• Things to do:
A - Update the passage on NieR: Automata, everything from "After being disconnected" down to "reason for living.", replacing "cult" with "sect".
B - Carry the passage on NieR: Automata forward from its final sentence.

• Passage to read:
# # # #
After being disconnected from the machine network, some of the machines formed a cult to cope with their fear of death which ultimately resulted in their mass suicide whilst being infected with the virus. Upon slaughtering the clones of 2B (9S's treasure), 9S was infected with the logic virus himself (albeit through his own doing in an attempt to literally bring 2B closer to him) and in his battle with A2 (the woman whom he saw kill 2B) exclaims that nothing matters, mimicking Eve's own words as he lashed against 2B and 9S after they had killed Adam. Every person in NieR: Automata has some kind of treasure that takes a shape unique to them and them alone. That treasure, whatever it may be, is their reason for living.


Adam's fascination with human conflict creates a link between the observable behaviour of those affected with the virus and mankind themselves. He observed humans as being hateful (the androids repeating this with their unjustified ostracisation of all Popola and Devola units due to the deaths of their creators and the failure of Project Gestalt), with Adam's own death at the hands of 2B being one of great pleasure: Eros and Thanatos are one in the same, our base desires are to have sex and kill. This grim truth is also reflected in Endings A and B when 2B strangles 9S in a very erotic manner, the two primal urges being intertwined for mankind.


Following the death of 2B, the only person capable of standing against the cruel nothingness was A2. Despite losing her faith in YoRHa, she still resolves to wipe out all machine life forms, however, this stemmed from a desire for revenge rather than doctrine. This changes once she meets Pascal and his peaceful village. Whether or not her aiding them stemmed from 2B's memories or simply Pascal's open pacifism, her growing beyond her anger was still determined by the influence of others. Nietzsche's concept of the "will to power" explained how people seek to exercise their authority and prove their individual existence, that one can do so through violence or through aid, with the latter being the preferable option making the former a sign of weakness. The final confrontation of Endings C and D have 9S and A2 embody these opposing wills. A2 learnt to forgive, her heart warmed, whilst 9S became consumed by hatred (while he had given up on finding meaning, there was still an innate desire to destroy and exert his own power). In her ending, she saves 9S from the logic virus and finally sees just how beautiful the world is (making her the closest thing the game has to an übermensch). In his ending, he finally lets go of his spite and nihilism after Adam beckons for him to join them. The two androids are later rebuilt alongside 2B by Pod 042 and Pod 153 who reject their directive and choose their own paths after being inspired by the actions of both the three androids and the player themselves whom Pod 042 directly references during the credits of Ending E. Their individuality came about due to causality, a result of the actions of others.
# # # #
• Study material:
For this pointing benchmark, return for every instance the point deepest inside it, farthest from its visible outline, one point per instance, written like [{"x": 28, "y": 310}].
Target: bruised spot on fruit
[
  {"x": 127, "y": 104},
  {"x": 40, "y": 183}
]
# # # #
• Answers:
A -
After being disconnected from the machine network, some of the machines formed a sect to cope with their fear of death which ultimately resulted in their mass suicide whilst being infected with the virus. Upon slaughtering the clones of 2B (9S's treasure), 9S was infected with the logic virus himself (albeit through his own doing in an attempt to literally bring 2B closer to him) and in his battle with A2 (the woman whom he saw kill 2B) exclaims that nothing matters, mimicking Eve's own words as he lashed against 2B and 9S after they had killed Adam. Every person in NieR: Automata has some kind of treasure that takes a shape unique to them and them alone. That treasure, whatever it may be, is their reason for living.

B -
To obtain the final ending, the player and two pods must defeat the names of the game's creators, literally killing the gods of NieR: Automata. This would not be the first time that the franchise referred to humans as "gods," with the ending of the original Drakengard having Angelus wonder if modern day Tokyo was "the land of the gods." While beating the credits may seem to be an impossible task, the player can be helped by strangers across the world, with the player being given the choice to sacrifice their save data if it meant helping a single stranger kill the gods themselves. When your reason for living no longer exists, you must adapt, and one can do so much easier with the help of others. 2B and A2 may have been created with the same personality type, but their experiences and the people around them shaped them into their own unique selves. The true übermensch rises above moral and existential nihilism by exercising their will to power through kindness. When faced with the cruel uncaring universe, one can choose to do good unto others and determine that they do not lose themselves. For while to err is to human, to forgive is divine, and there is no need for gods in a world where we are gods to ourselves and each other.

9S: Mutual understanding without a network sounds tough.
2B: True. But it also seems kind of fun.